YOUR INSTRUCTIONS
Please answer these questions from the court order below, one answer to a line:
1. Whose motion to dismiss was granted?
2. On what date was the district court's order issued?
3. What patent number is being reexamined?

EXTRACT PROVIDED
MARKEY, Chief Judge.
Having considered the submissions of the parties, IT IS ORDERED THAT:
Appellees' Motion to Dismiss is granted and the appeal is dismissed for lack of jurisdiction.
Appellants appealed from a February 3, 1983 order of the United States District Court for the Middle District of Florida staying proceedings before it until conclusion of a reexamination by the Patent and Trademark Office (PTO) of appellants' U.S. Patent No. 4,053,845. Appellees have moved for dismissal for lack of jurisdiction, asserting that the order for stay is not a "final" decision and is not therefore reviewable by this court.

DATA EXTRACT
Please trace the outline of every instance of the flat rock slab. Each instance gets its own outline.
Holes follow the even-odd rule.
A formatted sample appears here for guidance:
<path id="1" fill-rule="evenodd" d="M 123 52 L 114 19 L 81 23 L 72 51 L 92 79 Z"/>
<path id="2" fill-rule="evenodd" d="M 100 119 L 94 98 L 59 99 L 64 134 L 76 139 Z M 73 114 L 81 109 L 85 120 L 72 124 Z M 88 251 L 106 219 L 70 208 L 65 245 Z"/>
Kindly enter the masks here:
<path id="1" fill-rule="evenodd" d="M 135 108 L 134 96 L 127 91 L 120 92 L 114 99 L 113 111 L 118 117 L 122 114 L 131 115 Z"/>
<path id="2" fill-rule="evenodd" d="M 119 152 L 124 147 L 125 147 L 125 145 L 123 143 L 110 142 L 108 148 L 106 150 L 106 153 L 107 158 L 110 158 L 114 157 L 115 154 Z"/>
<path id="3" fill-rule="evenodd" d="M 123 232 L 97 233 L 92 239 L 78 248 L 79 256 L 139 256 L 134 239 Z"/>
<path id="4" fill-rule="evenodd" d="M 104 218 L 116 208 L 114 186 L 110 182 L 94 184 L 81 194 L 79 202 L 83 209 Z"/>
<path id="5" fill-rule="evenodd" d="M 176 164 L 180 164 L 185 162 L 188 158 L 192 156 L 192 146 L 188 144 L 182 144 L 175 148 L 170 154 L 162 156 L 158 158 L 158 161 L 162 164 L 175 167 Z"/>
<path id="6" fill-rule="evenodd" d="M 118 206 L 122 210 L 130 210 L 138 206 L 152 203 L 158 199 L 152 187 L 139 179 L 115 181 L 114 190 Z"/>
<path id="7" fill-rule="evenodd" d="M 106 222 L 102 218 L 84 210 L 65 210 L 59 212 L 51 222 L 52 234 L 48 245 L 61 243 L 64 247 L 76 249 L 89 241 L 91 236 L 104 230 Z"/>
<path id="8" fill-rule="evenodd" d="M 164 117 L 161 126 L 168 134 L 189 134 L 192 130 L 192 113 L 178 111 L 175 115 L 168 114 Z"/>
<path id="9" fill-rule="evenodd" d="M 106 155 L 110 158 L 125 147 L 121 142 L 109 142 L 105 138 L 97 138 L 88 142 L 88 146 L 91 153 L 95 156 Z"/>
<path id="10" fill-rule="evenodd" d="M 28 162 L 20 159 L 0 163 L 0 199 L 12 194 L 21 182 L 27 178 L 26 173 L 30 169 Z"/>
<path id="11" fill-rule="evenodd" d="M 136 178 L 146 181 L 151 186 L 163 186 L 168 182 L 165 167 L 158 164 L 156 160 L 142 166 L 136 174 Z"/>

PROBLEM SOLUTION
1. The appellees'
2. February 3, 1983
3. U.S. Patent No. 4,053,845